▸ THE EXERCISE:
Exactly and only the lines from the one with "of the pink" through the end of the listing are to be transcribed, both ends included.

▸ RECORDS SUPPLIED:
::::::::

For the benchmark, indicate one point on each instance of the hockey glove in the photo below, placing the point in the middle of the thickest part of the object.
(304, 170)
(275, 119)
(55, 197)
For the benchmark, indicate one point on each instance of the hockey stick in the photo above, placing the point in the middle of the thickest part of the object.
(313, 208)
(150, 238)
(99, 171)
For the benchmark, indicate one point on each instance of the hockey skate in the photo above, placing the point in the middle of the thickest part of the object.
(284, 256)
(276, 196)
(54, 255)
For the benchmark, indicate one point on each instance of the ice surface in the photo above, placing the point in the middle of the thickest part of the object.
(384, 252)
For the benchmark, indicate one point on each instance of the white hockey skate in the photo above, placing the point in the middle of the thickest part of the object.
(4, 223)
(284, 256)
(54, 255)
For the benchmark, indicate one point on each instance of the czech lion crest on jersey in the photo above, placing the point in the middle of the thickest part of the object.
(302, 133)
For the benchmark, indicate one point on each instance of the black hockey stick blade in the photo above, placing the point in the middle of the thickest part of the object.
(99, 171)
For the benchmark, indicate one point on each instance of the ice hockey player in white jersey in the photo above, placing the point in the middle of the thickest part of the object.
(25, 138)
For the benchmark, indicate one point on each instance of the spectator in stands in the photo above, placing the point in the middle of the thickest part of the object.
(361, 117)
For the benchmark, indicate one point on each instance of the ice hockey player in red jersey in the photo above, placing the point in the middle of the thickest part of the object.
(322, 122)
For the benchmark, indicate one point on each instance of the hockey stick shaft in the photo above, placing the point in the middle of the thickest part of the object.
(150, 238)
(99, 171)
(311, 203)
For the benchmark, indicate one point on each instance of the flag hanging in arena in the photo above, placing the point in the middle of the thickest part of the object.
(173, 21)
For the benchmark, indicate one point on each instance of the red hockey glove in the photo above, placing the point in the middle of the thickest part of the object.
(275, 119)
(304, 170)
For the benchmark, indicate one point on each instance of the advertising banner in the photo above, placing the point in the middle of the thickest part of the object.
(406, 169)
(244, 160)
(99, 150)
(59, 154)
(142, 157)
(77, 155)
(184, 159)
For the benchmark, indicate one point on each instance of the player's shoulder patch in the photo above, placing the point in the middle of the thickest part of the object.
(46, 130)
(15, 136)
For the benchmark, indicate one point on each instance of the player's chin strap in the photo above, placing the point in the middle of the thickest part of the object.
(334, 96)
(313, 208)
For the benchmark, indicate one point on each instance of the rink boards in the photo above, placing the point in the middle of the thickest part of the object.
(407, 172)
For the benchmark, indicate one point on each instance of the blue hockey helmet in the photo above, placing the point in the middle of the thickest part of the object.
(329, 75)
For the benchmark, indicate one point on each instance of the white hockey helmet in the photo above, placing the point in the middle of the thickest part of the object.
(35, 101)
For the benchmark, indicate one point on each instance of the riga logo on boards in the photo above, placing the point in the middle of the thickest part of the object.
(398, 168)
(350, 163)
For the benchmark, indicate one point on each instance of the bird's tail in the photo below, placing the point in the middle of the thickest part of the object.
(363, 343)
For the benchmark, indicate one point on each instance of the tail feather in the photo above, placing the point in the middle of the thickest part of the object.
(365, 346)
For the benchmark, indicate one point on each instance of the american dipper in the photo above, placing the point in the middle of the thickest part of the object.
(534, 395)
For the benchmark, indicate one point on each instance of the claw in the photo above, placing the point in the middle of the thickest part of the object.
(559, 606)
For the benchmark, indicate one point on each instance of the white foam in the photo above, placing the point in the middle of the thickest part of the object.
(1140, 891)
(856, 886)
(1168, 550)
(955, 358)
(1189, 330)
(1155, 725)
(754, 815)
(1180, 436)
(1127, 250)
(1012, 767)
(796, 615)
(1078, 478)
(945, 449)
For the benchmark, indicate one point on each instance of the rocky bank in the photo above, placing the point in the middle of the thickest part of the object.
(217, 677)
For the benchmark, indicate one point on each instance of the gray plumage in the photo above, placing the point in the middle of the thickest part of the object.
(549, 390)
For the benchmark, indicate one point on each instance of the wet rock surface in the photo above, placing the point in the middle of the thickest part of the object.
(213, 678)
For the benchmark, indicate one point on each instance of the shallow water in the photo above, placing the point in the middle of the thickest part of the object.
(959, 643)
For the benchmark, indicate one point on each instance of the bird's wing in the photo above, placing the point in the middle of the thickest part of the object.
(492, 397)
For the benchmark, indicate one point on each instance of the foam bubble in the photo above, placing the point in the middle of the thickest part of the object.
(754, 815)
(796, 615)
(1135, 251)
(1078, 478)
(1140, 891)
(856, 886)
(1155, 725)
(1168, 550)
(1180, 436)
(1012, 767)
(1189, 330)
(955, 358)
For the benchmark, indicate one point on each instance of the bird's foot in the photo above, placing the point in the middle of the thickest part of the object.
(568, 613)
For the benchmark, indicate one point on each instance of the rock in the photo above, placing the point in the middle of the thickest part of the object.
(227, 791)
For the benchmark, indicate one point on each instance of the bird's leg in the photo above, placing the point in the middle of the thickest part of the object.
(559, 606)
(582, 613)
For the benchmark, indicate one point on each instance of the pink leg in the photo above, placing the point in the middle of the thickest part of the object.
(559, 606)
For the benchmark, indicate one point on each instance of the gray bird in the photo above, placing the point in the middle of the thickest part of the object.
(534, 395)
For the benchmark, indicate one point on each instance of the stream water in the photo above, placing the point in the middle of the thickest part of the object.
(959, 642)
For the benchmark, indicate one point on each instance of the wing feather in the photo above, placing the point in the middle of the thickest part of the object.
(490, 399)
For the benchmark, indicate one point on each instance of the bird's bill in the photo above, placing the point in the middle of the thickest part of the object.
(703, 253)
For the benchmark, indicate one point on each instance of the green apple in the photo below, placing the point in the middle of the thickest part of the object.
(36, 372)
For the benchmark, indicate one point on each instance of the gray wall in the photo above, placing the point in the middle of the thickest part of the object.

::::::::

▸ TASK ANSWER:
For the benchmark, indicate one point on each instance of the pink leg in the photo above, placing the point in the middle of the thickest part of the object.
(559, 606)
For the benchmark, indicate one point on each instance of the gray bird in the photo above, placing the point in the middle of the thickest part of the object.
(534, 395)
For the benchmark, indicate one point on each instance of the stream water in the photo above, placing the point in the middle of the thickest part of the object.
(959, 642)
For the benchmark, indicate one point on each instance of the wing feather in the photo above, placing the point in the middle of the thickest part of the object.
(490, 399)
For the benchmark, indicate one point on each instance of the bird's bill in the photo above, placing the point in the middle of the thickest part of the object.
(703, 253)
For the benchmark, indicate one point on each instance of the green apple in the photo below, placing the point in the middle of the thickest part of the object.
(36, 372)
For the benchmark, indicate one point on each instance of the gray wall in the photo above, placing the point in the middle of the thickest part of the object.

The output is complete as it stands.